EXERCISE BRIEF:
Everything from the line containing "on the terracotta" to the final line of the records below should be given again exactly, and nothing else.

[Opening ENTRIES SHOWN section]

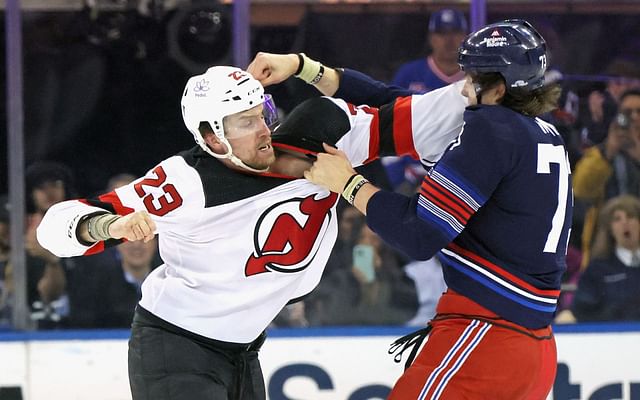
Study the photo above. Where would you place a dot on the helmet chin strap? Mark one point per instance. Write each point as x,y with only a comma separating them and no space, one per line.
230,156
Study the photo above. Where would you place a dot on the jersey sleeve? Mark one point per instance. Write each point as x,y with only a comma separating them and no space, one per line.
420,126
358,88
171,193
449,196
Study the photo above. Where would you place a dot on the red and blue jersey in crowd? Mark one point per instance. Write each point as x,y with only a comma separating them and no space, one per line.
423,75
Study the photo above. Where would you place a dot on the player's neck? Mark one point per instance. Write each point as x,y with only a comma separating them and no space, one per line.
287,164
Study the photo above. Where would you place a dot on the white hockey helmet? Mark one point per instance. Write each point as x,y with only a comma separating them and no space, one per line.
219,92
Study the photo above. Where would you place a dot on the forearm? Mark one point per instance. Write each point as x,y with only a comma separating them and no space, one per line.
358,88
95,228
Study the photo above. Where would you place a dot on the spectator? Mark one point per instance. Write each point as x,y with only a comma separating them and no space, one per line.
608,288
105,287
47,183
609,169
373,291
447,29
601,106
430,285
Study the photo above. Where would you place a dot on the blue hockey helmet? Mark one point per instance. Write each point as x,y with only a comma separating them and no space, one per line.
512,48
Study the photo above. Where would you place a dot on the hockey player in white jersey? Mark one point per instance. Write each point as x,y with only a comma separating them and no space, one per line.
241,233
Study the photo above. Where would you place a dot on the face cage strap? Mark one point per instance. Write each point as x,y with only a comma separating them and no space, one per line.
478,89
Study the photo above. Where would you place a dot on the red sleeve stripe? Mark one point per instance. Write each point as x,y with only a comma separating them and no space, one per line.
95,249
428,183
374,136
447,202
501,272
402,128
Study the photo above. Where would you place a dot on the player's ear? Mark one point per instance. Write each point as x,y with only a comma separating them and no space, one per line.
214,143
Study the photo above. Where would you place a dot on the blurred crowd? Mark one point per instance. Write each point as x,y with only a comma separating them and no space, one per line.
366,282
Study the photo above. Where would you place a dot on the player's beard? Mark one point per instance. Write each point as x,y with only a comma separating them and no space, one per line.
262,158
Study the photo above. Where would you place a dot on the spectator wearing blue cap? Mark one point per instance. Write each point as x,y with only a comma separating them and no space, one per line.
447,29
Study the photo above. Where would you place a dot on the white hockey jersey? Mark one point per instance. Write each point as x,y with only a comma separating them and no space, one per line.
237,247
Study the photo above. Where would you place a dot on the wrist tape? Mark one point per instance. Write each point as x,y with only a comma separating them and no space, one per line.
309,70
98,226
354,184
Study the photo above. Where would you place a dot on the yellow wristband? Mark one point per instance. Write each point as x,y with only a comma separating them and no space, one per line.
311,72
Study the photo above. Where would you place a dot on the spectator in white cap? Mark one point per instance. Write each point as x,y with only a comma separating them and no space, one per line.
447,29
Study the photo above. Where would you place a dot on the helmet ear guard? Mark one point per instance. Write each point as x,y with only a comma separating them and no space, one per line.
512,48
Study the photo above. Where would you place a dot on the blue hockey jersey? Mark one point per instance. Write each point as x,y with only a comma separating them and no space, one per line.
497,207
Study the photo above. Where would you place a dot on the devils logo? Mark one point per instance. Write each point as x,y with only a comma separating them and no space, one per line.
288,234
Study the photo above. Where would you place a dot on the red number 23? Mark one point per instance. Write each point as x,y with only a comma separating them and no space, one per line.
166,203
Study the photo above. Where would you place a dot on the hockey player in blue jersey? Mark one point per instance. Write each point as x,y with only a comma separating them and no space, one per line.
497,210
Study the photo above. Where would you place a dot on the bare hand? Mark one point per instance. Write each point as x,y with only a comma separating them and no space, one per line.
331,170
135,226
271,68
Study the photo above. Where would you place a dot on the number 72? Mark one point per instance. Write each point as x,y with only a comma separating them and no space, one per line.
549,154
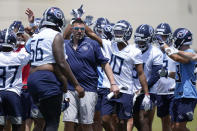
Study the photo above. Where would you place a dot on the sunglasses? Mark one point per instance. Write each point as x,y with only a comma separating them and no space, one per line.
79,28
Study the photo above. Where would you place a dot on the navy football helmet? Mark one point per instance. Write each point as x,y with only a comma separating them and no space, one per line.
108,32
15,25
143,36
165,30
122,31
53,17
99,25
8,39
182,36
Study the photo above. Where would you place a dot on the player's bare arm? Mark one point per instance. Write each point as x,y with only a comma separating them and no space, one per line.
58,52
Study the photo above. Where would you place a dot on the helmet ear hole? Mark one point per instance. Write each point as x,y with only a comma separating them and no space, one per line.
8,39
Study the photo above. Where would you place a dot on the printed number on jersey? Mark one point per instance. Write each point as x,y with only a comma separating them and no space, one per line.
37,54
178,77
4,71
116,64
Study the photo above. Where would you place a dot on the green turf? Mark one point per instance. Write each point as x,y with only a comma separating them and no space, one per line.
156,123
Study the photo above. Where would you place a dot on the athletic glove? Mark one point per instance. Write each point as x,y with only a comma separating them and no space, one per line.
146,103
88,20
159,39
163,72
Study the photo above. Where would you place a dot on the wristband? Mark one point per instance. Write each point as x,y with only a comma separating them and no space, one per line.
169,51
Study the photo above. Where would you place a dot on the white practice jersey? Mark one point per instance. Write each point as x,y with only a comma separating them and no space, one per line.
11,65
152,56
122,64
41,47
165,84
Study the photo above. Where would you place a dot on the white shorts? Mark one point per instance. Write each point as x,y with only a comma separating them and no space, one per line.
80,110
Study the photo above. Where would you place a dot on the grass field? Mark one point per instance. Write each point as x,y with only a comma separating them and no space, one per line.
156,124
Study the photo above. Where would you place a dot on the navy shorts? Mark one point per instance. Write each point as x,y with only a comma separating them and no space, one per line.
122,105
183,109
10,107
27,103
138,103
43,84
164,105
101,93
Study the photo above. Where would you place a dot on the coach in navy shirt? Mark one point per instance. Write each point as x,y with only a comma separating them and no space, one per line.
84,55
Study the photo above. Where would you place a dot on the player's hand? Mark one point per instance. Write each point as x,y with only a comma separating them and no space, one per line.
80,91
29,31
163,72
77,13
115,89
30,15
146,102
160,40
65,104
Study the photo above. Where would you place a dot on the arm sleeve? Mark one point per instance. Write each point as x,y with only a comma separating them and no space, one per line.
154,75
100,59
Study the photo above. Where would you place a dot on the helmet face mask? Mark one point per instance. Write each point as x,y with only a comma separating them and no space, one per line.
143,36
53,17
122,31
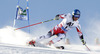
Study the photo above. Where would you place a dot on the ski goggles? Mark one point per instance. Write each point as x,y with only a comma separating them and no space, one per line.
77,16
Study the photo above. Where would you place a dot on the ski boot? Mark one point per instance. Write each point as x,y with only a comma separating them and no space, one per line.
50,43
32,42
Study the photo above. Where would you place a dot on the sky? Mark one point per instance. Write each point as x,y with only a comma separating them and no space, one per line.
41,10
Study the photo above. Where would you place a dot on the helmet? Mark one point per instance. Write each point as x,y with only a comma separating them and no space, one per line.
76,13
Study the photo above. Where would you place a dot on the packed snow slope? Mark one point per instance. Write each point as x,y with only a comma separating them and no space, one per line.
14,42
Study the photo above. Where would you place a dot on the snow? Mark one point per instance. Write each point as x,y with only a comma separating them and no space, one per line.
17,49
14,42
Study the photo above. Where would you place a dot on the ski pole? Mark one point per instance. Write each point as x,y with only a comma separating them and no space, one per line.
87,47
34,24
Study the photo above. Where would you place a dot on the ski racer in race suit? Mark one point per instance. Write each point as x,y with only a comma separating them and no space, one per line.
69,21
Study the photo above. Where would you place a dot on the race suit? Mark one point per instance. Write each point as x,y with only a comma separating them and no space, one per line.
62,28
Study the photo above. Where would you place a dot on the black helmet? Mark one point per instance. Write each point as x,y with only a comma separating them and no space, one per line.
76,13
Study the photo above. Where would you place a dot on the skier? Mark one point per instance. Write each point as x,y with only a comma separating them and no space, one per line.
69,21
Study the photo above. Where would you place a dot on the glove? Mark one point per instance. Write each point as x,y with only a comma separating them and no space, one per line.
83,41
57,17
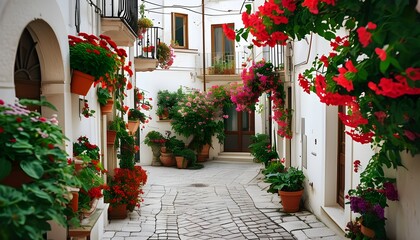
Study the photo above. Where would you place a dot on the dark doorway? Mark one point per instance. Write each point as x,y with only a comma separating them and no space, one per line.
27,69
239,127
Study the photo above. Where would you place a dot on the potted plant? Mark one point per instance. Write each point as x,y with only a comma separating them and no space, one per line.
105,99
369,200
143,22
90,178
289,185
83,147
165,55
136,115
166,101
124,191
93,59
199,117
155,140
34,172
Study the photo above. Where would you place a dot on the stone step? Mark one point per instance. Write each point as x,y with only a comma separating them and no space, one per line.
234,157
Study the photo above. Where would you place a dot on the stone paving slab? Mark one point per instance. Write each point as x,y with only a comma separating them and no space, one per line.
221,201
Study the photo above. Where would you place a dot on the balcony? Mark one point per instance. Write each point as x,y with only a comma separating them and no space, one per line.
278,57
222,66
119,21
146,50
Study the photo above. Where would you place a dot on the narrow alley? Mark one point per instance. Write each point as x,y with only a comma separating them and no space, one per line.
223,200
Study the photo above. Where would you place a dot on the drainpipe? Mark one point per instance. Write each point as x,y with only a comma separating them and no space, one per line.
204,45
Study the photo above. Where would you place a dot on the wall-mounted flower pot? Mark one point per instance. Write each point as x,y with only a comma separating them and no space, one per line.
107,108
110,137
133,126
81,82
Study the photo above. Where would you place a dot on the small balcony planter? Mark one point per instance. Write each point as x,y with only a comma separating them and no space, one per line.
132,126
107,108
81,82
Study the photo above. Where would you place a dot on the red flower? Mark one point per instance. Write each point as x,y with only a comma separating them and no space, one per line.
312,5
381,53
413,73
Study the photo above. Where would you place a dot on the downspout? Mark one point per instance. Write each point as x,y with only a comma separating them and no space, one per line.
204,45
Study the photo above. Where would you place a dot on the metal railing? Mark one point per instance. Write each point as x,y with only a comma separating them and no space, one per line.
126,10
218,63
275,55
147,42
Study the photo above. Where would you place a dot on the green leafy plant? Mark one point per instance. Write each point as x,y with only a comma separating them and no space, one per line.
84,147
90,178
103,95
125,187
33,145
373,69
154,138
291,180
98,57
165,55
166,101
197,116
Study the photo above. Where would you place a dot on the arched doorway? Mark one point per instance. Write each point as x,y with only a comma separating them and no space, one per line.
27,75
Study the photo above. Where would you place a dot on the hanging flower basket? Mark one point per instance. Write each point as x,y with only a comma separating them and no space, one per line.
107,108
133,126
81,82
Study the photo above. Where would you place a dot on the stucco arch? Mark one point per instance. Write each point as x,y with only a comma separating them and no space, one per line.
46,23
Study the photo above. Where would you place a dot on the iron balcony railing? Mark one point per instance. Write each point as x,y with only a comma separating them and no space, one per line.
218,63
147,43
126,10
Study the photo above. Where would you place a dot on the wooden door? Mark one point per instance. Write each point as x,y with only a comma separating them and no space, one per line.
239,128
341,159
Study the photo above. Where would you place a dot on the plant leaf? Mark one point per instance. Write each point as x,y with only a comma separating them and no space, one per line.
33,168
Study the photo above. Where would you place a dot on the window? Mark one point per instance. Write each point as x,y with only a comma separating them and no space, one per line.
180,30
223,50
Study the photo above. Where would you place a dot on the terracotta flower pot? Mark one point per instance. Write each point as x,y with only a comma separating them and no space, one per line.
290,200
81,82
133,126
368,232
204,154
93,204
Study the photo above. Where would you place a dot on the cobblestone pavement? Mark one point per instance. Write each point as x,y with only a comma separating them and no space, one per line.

[Closing ENTRIES SHOWN section]

SOLUTION TO THE EXERCISE:
Study the photo above. Where would you place a dot on the terracotta flower pot? Mark one point per instance. Write each point as x,y with only a comma separating them and no space, one per line.
290,200
81,82
133,126
368,232
204,154
93,204
Study the photo above. Where would you place a dot on the cobblestone pavement? Mark one point per instance. Write each point as x,y with only a comma separating them and no space, one per line.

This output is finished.